■ **Task A**: Render the records as a numbered list, skipping blank lines, from the first line of the records through the line containing "(1332, 142)", with both of those lines included.

■ **Provided passage**:
Michel Guimond (December 26, 1953 – January 19, 2015) was a Canadian politician. From 1987 to 1993 he served as a city councillor in Boischatel, Quebec. After this, he ran in the 1993 federal election for the Bloc Québécois. He was elected into the House of Commons of Canada as the member from Beauport—Montmorency—Orléans. He was re-elected in the 1997 and 2000 federal elections (in the riding of Beauport—Montmorency—Côte-de-Beaupré—Île-d'Orléans) and in the 2004 federal election (in the riding of Charlevoix—Montmorency). In the 2004 and 2008 elections, he won in Montmorency—Charlevoix—Haute-Côte-Nord before being defeated in the 2011 federal election. A lawyer, he has served as the Bloc critic of Parliamentary Affairs, Transport and to the Auditor General. He then served as whip and deputy whip of the Bloc Québécois, and was also the vice-chair of the Standing Committee on Procedure and House Affairs.

■ **Records provided**:
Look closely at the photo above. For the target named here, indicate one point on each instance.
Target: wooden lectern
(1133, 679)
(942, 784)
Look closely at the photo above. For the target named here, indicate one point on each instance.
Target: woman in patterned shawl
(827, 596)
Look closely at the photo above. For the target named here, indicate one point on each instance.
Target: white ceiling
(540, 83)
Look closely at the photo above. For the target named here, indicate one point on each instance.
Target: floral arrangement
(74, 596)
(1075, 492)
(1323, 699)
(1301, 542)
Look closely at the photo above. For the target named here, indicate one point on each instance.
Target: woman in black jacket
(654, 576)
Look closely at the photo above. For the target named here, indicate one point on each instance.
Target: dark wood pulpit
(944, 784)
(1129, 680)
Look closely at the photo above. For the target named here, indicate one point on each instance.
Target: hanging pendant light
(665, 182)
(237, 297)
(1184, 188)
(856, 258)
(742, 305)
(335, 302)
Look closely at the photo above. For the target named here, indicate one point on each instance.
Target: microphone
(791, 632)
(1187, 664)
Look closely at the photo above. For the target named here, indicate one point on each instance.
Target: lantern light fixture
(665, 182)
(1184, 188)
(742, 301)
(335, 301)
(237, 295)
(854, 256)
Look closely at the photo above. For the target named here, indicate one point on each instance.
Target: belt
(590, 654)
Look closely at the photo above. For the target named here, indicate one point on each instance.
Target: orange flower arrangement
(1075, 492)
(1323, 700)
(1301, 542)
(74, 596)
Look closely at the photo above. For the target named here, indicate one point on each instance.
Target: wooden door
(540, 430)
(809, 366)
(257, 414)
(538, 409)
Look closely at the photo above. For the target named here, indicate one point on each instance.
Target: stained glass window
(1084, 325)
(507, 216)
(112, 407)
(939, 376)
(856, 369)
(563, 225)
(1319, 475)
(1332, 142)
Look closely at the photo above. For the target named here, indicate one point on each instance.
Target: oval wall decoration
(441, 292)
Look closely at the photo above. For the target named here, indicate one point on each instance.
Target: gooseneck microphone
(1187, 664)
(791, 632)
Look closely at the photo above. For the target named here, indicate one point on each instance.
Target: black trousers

■ **Task B**: List every riding named in the Michel Guimond biography.

■ **Final result A**:
1. Look closely at the photo above. For the target named here, indicate one point on each instance.
2. Target: wooden lectern
3. (1133, 679)
4. (942, 784)
5. Look closely at the photo above. For the target named here, indicate one point on each instance.
6. Target: woman in patterned shawl
7. (827, 596)
8. Look closely at the photo above. For the target named here, indicate one point on each instance.
9. Target: white ceiling
10. (540, 83)
11. Look closely at the photo above. For the target named here, indicate one point on each instance.
12. Target: floral arrangement
13. (74, 596)
14. (1075, 492)
15. (1323, 699)
16. (1301, 542)
17. Look closely at the photo above. For the target named here, indicate one point on each instance.
18. Target: woman in black jacket
19. (654, 576)
20. Look closely at the photo above. For the target named here, indicate one point on each instance.
21. Target: dark wood pulpit
22. (944, 784)
23. (1129, 680)
24. Look closely at the photo above. For the target named here, indicate one point on each instance.
25. Target: hanging pendant light
26. (665, 182)
27. (237, 297)
28. (1184, 188)
29. (856, 258)
30. (742, 305)
31. (335, 302)
32. Look closely at the photo above. For the target named here, indicate one point on each instance.
33. Target: microphone
34. (791, 632)
35. (1187, 664)
36. Look closely at the photo above. For the target named here, indicate one point on each instance.
37. Target: lantern light fixture
38. (665, 182)
39. (1184, 188)
40. (742, 301)
41. (335, 301)
42. (237, 295)
43. (854, 256)
44. Look closely at the photo above. For the target named here, indicate one point on each instance.
45. Target: belt
46. (590, 654)
47. Look closely at the photo above. For the target named here, indicate one point on each instance.
48. Target: orange flower arrangement
49. (1075, 492)
50. (1323, 700)
51. (1301, 542)
52. (74, 596)
53. Look closely at the photo above. For the target named here, indicate one point on each instance.
54. Target: wooden door
55. (540, 430)
56. (809, 366)
57. (257, 414)
58. (538, 409)
59. Look closely at the photo above. For the target named here, indicate one point on each instance.
60. Target: stained glass window
61. (1084, 325)
62. (507, 216)
63. (112, 407)
64. (939, 376)
65. (856, 369)
66. (563, 225)
67. (1319, 475)
68. (1332, 142)

■ **Final result B**:
1. Beauport—Montmorency—Orléans
2. Beauport—Montmorency—Côte-de-Beaupré—Île-d'Orléans
3. Charlevoix—Montmorency
4. Montmorency—Charlevoix—Haute-Côte-Nord